Point annotation dataset records:

* * * * *

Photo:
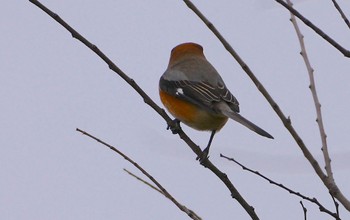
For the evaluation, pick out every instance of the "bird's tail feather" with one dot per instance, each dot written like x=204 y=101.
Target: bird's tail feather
x=240 y=119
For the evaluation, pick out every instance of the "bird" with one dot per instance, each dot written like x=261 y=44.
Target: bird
x=192 y=90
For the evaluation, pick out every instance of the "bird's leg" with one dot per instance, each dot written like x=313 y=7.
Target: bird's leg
x=205 y=153
x=175 y=126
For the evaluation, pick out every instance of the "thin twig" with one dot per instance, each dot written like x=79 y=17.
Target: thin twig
x=307 y=22
x=336 y=204
x=312 y=87
x=183 y=208
x=195 y=148
x=319 y=119
x=144 y=181
x=313 y=200
x=304 y=210
x=346 y=20
x=286 y=121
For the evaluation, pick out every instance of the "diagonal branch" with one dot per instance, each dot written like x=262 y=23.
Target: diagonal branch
x=307 y=22
x=304 y=210
x=313 y=200
x=331 y=185
x=143 y=181
x=317 y=103
x=195 y=148
x=346 y=20
x=183 y=208
x=286 y=121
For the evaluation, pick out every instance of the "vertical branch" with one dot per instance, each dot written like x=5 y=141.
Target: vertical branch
x=312 y=87
x=331 y=186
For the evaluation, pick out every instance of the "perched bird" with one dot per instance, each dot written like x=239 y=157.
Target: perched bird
x=194 y=93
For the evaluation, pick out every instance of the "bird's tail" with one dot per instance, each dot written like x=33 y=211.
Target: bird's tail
x=225 y=109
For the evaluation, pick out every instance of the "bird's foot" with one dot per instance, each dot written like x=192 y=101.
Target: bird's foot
x=204 y=156
x=174 y=126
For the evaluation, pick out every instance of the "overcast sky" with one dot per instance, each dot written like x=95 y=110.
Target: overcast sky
x=51 y=84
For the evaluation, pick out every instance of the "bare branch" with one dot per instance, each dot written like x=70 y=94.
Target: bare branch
x=286 y=121
x=313 y=200
x=189 y=212
x=317 y=103
x=195 y=148
x=304 y=210
x=333 y=188
x=341 y=13
x=143 y=181
x=335 y=44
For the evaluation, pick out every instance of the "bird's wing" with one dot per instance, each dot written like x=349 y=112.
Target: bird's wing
x=202 y=94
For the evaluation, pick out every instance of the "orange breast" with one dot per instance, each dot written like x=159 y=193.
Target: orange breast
x=191 y=115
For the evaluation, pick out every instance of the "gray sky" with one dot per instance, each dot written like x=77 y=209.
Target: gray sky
x=51 y=84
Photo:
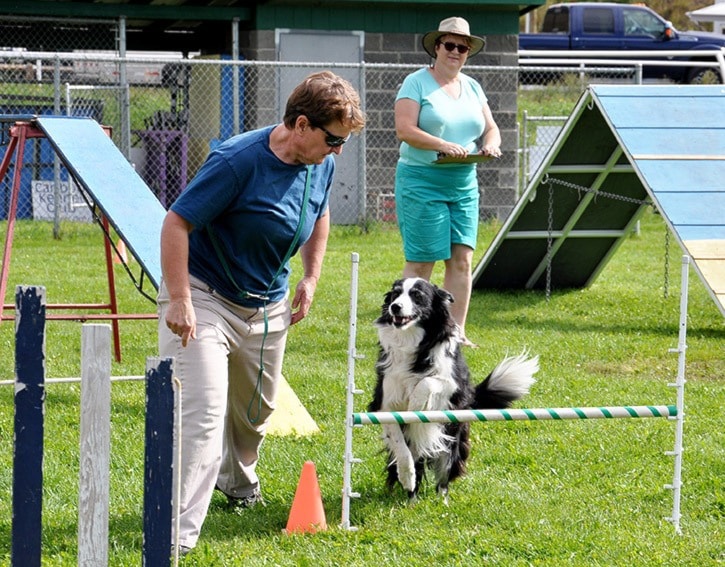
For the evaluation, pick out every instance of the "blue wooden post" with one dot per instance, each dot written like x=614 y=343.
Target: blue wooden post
x=158 y=462
x=29 y=409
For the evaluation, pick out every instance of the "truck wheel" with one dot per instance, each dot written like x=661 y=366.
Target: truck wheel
x=704 y=76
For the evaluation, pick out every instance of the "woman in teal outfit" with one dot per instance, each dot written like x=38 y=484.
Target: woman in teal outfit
x=439 y=110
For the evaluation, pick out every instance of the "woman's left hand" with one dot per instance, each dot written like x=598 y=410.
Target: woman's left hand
x=493 y=151
x=302 y=301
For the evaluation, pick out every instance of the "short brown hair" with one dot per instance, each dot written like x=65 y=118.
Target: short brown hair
x=323 y=98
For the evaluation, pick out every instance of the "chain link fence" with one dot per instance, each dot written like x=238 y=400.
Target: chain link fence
x=167 y=112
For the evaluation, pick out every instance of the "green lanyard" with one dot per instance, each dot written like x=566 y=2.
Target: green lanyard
x=243 y=294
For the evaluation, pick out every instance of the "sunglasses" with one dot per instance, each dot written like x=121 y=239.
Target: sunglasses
x=331 y=140
x=450 y=46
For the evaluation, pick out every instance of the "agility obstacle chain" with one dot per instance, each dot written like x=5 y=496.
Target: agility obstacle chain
x=673 y=412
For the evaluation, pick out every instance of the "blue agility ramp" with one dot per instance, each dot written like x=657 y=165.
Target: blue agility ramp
x=623 y=149
x=113 y=189
x=101 y=169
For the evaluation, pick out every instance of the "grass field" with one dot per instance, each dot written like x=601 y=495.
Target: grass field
x=538 y=493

* * * * *

▸ **Instructions for the task**: Please convert the material from its start through the line containing "x=240 y=119" into a two-column CSV headed text and answer. Pair each text with its answer, quote every field, turn line breaks into spaces, and leave the pictures out.

▸ **Output for this task**:
text,answer
"Photo: For the evaluation, pick out every instance of the ""bird's tail feather"" with one dot per instance, each dot written like x=204 y=101. Target: bird's tail feather","x=240 y=119"